§ TASK GOAL
Rewrite the material below, replacing "ceiling fan blade" with "propeller blade" and changing nothing else. Leave the picture out of your answer.

§ RAW DATA
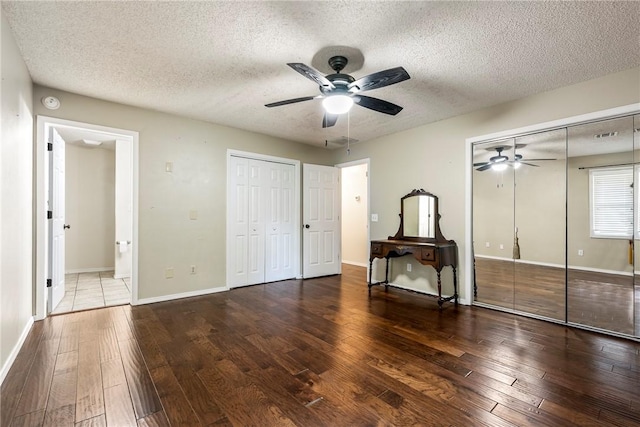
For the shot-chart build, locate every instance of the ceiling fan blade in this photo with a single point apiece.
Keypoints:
(380, 79)
(311, 74)
(376, 104)
(329, 120)
(290, 101)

§ TASK RESPONSE
For the shot-chart build, locate every instance of the propeller blade in this photo with a single point apiece.
Keypoints:
(380, 79)
(311, 74)
(376, 104)
(329, 120)
(290, 101)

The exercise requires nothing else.